■ **Anforderungen der Übung**:
1. Welchen zwei Phänomenen gegenüber empfand Immanuel Kant laut dem Text über Scham und Gewissen größte Hochachtung?
2. Schreiben Sie aus dem Text über Scham und Gewissen den Abschnitt von „Schämen und Entschuldigen.“ bis einschließlich „Hundert Prozent Zustimmung!“ wortgetreu ab.

■ **Textauszug**:

= = = = =

Schämen und Entschuldigen. Foto: Rabbe

Immanuel Kant (übrigens: happy Birthday!) empfand größte Hochachtung zwei Phänomenen gegenüber, die er sich nicht erklären konnte: der bestirnte Himmel über ihm und das moralische Gesetz in ihm .

Auch wenn er nicht darlegen konnte, woher das Gewissen als innere Instanz herkommt, war er sich doch sicher, dass jeder Mensch ein Gewissen hat. Und er war überzeugt davon, dass wir uns das Gewissen nicht erwerben müssen, sondern dass es einfach schon da ist. Hundert Prozent Zustimmung!

 

Innere Stimme selbstkritisch hinterfragen

Zum wirklichen Menschsein gehören nun einmal ein waches Gewissen und die Bereitschaft, sich von der eigenen inneren Stimme selbstkritisch hinterfragen zu lassen. Eine der Lesungen dieses Sonntags spricht anstatt des Gewissens von unserem Herz. Es gibt Situationen, in denen es mich verurteilt und andere, in denen dies nicht der Fall ist (1Joh 3,20f). Wenn ich anderen Menschen aus welchen Gründen auch immer wehgetan habe oder wenn ich etwas nach allen Regeln der Kunst „verbockt“ habe, dann meldet sich im Idealfall mein Herz und drängt mich, zu meinem Fehlverhalten zu stehen und den angerichteten Schaden nach Möglichkeit einzugrenzen. Kurzum: ich schäme mich und das damit verbundene Gefühl treibt mich zum Eingeständnis, zur Bitte um Entschuldigung und zum Versuch einer „Wiedergutmachung“. Dem Dramatiker Bertolt Brecht wird der Satz zugeschrieben: „Vielleicht ist der Mensch nie so sehr Mensch als wenn er sagt: ich schäme mich.“

Leidtragende von Inflation und Altersarmut

Umso mehr Befremden lösen Situationen aus, in denen ich denke: der oder die müsste sich doch jetzt schämen und zu seinem Fehler bzw. ihrem Fehlverhalten stehen. Und nichts davon ist zu spüren. Diese Art von Unverständnis lösen bei mir z.B. die politischen Reaktionen auf die bedrückenden Ergebnisse der jüngsten „Trendstudie: Jugend in Deutschland 2024“[1] aus. Es ist vor allem die deutliche Präferenz der 14- bis 29jährigen für die AfD, die eine Mischung aus Ratlosigkeit und Unverständnis verursacht. Aber ein schlechtes Gewissen scheint sich deshalb niemand zu machen. Fühlt sich denn niemand angesprochen, wenn die Macher der Studie u.a. feststellen, dass die Zufriedenheit mit den politischen Verhältnissen noch einmal deutlich gesunken ist? Wer reagiert schuldbewusst, wenn sich ein Gutteil der Befragten als die zukünftigen Leidtragenden von Inflation und Altersarmut sehen? Welche Empfindungen lösen die alarmierenden Zahlen zur psychischen Gesundheit von Jugendlichen und jungen Erwachsenen bei den Verantwortlichen für die Politik während der Coronapandemie aus?

= = = = =

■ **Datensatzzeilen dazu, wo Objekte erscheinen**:
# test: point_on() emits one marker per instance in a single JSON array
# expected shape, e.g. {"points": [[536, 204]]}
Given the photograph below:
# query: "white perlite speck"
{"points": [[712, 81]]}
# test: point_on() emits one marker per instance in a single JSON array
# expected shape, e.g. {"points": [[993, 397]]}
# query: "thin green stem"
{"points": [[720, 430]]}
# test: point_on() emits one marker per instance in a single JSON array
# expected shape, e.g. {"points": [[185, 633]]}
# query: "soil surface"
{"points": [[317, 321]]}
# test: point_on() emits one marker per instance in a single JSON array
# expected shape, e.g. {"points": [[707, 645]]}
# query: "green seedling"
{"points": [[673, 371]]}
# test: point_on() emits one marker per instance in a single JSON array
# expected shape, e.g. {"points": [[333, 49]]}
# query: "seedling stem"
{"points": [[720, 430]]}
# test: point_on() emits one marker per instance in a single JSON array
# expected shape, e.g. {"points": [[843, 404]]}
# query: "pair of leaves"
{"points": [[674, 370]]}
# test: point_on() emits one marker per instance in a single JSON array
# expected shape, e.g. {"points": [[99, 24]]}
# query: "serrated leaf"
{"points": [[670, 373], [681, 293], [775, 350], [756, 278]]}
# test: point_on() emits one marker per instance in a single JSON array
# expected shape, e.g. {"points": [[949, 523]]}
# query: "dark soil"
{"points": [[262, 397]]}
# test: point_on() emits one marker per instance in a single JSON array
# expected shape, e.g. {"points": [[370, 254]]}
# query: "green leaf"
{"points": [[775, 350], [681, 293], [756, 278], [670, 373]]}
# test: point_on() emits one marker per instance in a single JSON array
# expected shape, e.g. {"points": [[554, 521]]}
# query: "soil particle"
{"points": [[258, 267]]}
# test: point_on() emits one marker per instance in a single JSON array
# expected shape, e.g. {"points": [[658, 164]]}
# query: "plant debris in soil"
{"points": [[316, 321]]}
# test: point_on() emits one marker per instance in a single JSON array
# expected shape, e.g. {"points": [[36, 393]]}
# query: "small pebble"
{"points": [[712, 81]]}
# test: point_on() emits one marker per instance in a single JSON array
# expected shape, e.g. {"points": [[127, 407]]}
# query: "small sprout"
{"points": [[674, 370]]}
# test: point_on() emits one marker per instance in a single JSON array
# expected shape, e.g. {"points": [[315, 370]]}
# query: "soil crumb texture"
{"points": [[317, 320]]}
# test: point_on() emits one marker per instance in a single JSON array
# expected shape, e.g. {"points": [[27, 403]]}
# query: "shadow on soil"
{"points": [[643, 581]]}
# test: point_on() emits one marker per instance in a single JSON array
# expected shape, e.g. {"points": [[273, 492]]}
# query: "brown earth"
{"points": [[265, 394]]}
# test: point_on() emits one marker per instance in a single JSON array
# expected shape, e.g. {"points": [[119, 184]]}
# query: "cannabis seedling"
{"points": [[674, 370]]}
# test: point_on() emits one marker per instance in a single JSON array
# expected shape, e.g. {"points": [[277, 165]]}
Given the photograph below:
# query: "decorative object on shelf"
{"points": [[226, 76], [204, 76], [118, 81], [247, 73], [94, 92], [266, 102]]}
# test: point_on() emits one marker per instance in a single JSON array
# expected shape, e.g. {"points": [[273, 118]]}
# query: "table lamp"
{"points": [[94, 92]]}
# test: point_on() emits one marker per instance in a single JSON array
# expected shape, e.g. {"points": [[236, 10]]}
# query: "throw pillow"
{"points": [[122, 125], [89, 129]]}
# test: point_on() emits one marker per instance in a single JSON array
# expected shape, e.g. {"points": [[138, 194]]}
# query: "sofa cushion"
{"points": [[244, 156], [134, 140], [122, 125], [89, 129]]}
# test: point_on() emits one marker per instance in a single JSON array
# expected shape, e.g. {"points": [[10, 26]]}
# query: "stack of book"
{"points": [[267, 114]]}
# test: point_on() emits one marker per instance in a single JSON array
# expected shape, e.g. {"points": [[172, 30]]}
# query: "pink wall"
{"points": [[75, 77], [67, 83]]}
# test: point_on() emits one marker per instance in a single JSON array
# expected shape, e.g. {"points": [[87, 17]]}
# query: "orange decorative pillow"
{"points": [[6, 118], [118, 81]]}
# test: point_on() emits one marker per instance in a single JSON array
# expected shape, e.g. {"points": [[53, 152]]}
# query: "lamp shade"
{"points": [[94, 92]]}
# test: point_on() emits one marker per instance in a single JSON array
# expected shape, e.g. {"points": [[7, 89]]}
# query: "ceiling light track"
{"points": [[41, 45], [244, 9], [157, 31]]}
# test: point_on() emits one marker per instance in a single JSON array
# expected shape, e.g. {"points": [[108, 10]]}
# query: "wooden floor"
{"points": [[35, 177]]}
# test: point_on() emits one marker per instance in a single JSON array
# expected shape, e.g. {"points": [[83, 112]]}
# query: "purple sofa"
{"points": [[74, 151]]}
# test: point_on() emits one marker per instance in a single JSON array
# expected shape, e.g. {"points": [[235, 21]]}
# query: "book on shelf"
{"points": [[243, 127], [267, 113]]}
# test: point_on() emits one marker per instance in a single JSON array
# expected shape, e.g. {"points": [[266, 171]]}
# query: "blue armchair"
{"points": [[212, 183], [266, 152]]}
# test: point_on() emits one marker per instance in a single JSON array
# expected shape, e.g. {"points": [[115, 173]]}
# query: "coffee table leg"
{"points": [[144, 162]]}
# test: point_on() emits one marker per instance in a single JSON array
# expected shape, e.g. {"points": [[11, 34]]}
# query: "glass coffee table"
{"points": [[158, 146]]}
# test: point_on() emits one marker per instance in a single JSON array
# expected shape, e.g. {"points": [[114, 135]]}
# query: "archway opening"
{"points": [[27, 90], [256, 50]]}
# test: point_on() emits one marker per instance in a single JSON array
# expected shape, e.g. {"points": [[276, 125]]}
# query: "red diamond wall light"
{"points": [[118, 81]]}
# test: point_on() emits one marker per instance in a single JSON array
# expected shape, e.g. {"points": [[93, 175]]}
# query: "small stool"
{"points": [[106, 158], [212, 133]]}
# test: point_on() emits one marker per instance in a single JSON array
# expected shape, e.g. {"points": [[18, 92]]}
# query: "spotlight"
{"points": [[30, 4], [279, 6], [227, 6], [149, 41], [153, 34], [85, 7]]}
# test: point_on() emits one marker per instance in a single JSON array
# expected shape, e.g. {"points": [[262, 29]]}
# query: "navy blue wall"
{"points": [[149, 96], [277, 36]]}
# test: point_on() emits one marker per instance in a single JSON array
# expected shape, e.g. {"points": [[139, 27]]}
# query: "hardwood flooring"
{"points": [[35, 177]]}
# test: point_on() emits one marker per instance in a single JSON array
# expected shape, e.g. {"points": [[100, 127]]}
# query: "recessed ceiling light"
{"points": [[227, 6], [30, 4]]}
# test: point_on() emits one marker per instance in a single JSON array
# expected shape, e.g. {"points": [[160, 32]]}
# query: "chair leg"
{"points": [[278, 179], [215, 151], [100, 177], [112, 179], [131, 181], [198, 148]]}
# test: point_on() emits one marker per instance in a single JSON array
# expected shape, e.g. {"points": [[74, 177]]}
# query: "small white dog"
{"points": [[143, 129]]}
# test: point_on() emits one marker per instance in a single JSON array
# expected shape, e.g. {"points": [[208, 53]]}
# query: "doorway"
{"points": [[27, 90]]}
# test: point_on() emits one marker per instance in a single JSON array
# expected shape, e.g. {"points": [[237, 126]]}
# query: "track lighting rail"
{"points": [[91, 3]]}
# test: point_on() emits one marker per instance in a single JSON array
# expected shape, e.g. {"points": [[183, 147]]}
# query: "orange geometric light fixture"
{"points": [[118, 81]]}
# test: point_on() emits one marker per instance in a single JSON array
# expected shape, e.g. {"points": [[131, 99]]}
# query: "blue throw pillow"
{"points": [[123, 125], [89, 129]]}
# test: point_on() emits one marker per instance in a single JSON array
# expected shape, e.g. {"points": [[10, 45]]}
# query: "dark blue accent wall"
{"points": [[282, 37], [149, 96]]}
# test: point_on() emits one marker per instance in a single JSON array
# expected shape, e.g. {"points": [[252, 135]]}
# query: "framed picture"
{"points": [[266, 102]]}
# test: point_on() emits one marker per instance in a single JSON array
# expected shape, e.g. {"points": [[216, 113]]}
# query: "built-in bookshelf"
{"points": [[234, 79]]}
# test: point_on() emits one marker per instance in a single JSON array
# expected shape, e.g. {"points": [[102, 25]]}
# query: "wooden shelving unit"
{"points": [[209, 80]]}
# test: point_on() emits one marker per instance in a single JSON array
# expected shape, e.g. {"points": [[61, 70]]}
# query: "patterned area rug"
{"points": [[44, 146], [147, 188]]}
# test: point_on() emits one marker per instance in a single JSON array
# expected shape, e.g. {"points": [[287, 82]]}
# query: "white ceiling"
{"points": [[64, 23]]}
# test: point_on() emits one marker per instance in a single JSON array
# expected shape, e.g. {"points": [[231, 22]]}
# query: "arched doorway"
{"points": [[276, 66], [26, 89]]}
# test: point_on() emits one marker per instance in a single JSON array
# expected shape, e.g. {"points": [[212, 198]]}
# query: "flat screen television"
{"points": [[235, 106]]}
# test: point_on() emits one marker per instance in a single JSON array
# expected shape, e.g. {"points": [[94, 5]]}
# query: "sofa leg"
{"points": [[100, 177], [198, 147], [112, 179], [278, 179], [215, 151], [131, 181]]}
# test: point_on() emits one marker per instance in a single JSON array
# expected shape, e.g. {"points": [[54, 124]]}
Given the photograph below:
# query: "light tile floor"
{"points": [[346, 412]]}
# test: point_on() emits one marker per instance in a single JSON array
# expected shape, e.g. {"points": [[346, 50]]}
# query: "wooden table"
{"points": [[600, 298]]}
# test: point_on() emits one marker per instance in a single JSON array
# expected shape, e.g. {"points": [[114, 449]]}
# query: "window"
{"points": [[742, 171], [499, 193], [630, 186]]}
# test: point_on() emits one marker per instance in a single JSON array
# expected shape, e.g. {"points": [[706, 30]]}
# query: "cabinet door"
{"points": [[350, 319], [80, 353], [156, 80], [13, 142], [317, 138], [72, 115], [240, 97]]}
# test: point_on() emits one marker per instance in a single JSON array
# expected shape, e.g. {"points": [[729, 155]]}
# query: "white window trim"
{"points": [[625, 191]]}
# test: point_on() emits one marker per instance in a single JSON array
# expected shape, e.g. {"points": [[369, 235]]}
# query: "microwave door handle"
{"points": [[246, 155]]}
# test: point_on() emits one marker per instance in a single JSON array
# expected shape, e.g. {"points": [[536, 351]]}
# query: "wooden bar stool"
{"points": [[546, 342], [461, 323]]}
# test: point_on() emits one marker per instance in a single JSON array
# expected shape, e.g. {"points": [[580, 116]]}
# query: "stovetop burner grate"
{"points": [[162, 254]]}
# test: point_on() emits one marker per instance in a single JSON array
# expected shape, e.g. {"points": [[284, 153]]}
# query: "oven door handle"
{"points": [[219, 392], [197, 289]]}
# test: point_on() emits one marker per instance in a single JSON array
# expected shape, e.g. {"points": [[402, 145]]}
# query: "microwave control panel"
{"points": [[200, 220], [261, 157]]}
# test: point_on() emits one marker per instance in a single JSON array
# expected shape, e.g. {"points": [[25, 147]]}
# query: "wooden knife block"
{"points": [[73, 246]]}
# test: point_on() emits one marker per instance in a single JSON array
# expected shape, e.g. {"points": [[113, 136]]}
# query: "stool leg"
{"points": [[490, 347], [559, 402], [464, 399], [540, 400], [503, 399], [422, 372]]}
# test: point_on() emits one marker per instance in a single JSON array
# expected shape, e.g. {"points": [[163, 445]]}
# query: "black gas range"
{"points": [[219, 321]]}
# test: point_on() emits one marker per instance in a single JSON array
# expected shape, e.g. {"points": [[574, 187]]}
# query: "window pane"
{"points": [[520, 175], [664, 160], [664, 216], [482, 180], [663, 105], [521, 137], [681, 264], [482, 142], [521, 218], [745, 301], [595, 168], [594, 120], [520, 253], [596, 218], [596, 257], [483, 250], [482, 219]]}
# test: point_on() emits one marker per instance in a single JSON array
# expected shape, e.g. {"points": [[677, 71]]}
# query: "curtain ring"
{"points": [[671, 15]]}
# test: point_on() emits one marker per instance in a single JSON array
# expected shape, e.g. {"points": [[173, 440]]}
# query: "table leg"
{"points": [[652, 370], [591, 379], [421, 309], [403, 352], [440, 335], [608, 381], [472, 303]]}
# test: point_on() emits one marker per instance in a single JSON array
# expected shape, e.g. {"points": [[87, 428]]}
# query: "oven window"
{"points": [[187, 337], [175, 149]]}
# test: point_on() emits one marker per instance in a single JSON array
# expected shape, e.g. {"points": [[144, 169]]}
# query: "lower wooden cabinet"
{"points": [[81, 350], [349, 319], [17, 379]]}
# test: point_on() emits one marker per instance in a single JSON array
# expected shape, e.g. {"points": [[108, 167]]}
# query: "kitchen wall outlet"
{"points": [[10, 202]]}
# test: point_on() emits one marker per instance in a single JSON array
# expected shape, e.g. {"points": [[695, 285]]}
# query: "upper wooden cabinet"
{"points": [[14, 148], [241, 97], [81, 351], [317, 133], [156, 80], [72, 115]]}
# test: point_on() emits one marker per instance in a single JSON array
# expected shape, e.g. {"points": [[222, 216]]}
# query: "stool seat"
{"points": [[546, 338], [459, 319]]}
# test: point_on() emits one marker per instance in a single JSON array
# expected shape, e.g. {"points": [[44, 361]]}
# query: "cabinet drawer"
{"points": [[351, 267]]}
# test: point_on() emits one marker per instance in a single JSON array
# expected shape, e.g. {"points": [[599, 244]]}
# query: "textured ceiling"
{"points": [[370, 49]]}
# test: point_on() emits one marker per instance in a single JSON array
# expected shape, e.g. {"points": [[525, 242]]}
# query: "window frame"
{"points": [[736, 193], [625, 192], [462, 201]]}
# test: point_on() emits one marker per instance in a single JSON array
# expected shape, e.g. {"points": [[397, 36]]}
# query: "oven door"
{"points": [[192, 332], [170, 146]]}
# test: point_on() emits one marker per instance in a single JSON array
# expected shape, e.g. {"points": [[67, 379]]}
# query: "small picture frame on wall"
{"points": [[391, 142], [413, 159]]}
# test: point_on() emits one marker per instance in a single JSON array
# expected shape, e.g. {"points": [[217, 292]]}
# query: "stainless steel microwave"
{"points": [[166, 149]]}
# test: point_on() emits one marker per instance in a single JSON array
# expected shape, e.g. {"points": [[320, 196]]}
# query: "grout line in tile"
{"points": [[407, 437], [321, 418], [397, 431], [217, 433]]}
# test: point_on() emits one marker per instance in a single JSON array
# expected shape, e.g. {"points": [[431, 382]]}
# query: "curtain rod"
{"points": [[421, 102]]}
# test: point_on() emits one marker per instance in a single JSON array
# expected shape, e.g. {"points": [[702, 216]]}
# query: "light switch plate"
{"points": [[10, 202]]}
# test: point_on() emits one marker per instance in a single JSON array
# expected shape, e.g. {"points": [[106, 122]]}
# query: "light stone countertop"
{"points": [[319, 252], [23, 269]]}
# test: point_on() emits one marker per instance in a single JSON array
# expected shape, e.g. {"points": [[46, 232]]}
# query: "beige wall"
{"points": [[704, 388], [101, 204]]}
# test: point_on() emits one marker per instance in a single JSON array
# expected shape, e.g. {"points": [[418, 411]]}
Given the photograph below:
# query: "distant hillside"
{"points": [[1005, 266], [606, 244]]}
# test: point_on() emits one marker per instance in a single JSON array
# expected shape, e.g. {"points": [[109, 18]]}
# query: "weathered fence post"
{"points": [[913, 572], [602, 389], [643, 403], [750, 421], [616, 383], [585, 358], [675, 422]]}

= = = = =

■ **Erwartete Ergebnisse**:
1. Dem bestirnten Himmel über ihm und dem moralischen Gesetz in ihm.

2.
Schämen und Entschuldigen. Foto: Rabbe

Immanuel Kant (übrigens: happy Birthday!) empfand größte Hochachtung zwei Phänomenen gegenüber, die er sich nicht erklären konnte: der bestirnte Himmel über ihm und das moralische Gesetz in ihm .

Auch wenn er nicht darlegen konnte, woher das Gewissen als innere Instanz herkommt, war er sich doch sicher, dass jeder Mensch ein Gewissen hat. Und er war überzeugt davon, dass wir uns das Gewissen nicht erwerben müssen, sondern dass es einfach schon da ist. Hundert Prozent Zustimmung!